**THE TASK:** Recast the lines of every item below as a JSON list of strings, with one string per line and no entries for blank lines.

(Items from a pointing dataset)

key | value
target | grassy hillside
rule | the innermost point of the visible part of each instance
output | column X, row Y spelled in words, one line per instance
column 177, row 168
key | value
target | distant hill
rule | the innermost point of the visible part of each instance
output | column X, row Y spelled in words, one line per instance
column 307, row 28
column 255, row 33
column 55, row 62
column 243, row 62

**SOLUTION TO THE PROBLEM:**
[
  "key | value",
  "target | grassy hillside",
  "rule | the innermost point of the visible part of each instance",
  "output | column X, row Y spelled in words, one line per instance",
  "column 177, row 168",
  "key | value",
  "target | distant hill",
  "rule | the innermost point of the visible part of each instance",
  "output | column X, row Y spelled in words, one line per instance",
  "column 307, row 28",
  "column 255, row 33",
  "column 55, row 62",
  "column 243, row 62"
]